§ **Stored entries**
== == ==

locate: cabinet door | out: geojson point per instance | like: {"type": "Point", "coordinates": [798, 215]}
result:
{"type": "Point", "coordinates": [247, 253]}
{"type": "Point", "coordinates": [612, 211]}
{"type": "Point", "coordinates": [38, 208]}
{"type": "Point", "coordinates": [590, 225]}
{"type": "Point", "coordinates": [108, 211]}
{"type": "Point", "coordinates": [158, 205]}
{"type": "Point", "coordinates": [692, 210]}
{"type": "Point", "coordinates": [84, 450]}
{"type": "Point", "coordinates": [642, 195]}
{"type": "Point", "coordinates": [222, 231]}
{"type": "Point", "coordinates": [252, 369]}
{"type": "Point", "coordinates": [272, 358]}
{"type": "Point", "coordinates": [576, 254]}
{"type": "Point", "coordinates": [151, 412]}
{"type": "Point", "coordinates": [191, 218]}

== == ==

§ **Your assignment**
Once more, write out all the data exactly.

§ **Response for this exercise**
locate: cabinet door | out: geojson point per instance | like: {"type": "Point", "coordinates": [798, 215]}
result:
{"type": "Point", "coordinates": [247, 253]}
{"type": "Point", "coordinates": [612, 211]}
{"type": "Point", "coordinates": [38, 208]}
{"type": "Point", "coordinates": [590, 225]}
{"type": "Point", "coordinates": [108, 211]}
{"type": "Point", "coordinates": [158, 205]}
{"type": "Point", "coordinates": [692, 210]}
{"type": "Point", "coordinates": [84, 450]}
{"type": "Point", "coordinates": [642, 195]}
{"type": "Point", "coordinates": [222, 231]}
{"type": "Point", "coordinates": [252, 369]}
{"type": "Point", "coordinates": [272, 358]}
{"type": "Point", "coordinates": [576, 254]}
{"type": "Point", "coordinates": [151, 412]}
{"type": "Point", "coordinates": [191, 218]}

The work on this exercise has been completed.